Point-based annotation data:

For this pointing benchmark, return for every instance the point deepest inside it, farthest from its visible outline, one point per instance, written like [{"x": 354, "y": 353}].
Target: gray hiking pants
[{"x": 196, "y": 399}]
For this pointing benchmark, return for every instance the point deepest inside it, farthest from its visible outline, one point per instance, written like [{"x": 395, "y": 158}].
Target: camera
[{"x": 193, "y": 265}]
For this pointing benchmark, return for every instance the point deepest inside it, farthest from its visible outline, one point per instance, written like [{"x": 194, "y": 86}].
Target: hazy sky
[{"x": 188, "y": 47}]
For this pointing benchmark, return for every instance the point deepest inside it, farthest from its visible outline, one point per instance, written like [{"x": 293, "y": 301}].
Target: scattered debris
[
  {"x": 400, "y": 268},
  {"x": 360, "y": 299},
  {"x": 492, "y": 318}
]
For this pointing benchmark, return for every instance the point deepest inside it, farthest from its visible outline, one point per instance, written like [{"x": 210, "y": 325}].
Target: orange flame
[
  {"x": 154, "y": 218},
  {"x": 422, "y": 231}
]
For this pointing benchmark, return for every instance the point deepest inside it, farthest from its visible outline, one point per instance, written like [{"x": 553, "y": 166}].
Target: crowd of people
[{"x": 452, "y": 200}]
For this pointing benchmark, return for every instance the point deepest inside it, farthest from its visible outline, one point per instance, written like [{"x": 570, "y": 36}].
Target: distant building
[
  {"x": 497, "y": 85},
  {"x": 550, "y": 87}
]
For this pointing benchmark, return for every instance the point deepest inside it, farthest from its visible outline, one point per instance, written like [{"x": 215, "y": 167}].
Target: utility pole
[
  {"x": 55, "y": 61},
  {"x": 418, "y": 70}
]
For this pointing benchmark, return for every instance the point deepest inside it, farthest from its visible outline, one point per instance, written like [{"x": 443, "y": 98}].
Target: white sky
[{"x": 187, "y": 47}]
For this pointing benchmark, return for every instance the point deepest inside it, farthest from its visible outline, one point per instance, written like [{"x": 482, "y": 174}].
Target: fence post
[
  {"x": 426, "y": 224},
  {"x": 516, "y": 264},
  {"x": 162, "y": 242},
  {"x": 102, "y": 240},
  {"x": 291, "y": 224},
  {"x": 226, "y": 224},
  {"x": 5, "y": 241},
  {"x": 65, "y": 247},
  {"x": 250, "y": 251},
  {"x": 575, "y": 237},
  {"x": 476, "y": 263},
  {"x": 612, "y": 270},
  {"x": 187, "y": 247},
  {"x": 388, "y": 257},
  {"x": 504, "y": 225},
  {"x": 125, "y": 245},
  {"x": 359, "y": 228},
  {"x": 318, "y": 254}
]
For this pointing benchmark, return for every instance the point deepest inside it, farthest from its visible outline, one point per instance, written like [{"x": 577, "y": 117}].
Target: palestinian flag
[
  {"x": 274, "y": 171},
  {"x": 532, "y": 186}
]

• [YOUR GOAL]
Transcribe all entries exactly as they are given.

• [THE SOLUTION]
For this pointing benchmark, return for every instance the point deepest inside it, farthest from its visible outline, one point per instance, written like [{"x": 354, "y": 353}].
Target: gray hiking pants
[{"x": 196, "y": 399}]
For this pointing benchmark, return for every instance the point deepest inside it, farthest from its visible outline, one point per instance, written like [{"x": 395, "y": 158}].
Target: camera
[{"x": 193, "y": 265}]
For this pointing benchmark, return for every instance the point deepest inside it, farthest from its visible outline, one point per instance, written like [{"x": 194, "y": 86}].
Target: hazy sky
[{"x": 188, "y": 47}]
For this pointing benchmark, return for every instance the point deepest inside it, farthest from its visible outline, one point per instance, written like [{"x": 293, "y": 301}].
Target: scattered debris
[
  {"x": 400, "y": 268},
  {"x": 360, "y": 299},
  {"x": 492, "y": 318}
]
For this pointing benchmark, return for every instance the point deepest inside it, farthest from its visible outline, one point per instance, written like [{"x": 210, "y": 325}].
Target: orange flame
[
  {"x": 154, "y": 218},
  {"x": 422, "y": 231}
]
For this pointing benchmark, return for every instance the point deepest inside it, farthest from its visible outline, one point per instance, written like [{"x": 553, "y": 166}].
Target: crowd of people
[{"x": 452, "y": 200}]
For this pointing benchmark, return for every instance the point deepest inside it, farthest from its visible outline, one point per instance, written like [{"x": 570, "y": 36}].
Target: distant building
[
  {"x": 497, "y": 85},
  {"x": 550, "y": 87}
]
For this pointing benchmark, return for every instance the point deepest inside it, farthest from its visible outline, one point per instance, written like [{"x": 215, "y": 167}].
Target: utility pole
[
  {"x": 55, "y": 61},
  {"x": 418, "y": 70}
]
For this pointing benchmark, return for every instance the point deepest inside it, farthest from its visible outline, one point per instance, written like [{"x": 443, "y": 98}].
Target: white sky
[{"x": 187, "y": 47}]
For this pointing benchmark, return for every instance the point deepest inside it, farthest from its visible outline, one point per instance, written like [{"x": 482, "y": 174}].
Target: fence post
[
  {"x": 426, "y": 224},
  {"x": 516, "y": 264},
  {"x": 162, "y": 242},
  {"x": 102, "y": 240},
  {"x": 291, "y": 224},
  {"x": 226, "y": 224},
  {"x": 5, "y": 241},
  {"x": 65, "y": 247},
  {"x": 250, "y": 251},
  {"x": 575, "y": 237},
  {"x": 476, "y": 263},
  {"x": 612, "y": 270},
  {"x": 187, "y": 247},
  {"x": 388, "y": 257},
  {"x": 504, "y": 225},
  {"x": 125, "y": 245},
  {"x": 359, "y": 228},
  {"x": 318, "y": 254}
]
For this pointing benchmark, return for every instance the point deepest inside it, farthest from its visible outline, one point per instance, written like [{"x": 577, "y": 117}].
Target: palestinian flag
[
  {"x": 274, "y": 171},
  {"x": 532, "y": 186}
]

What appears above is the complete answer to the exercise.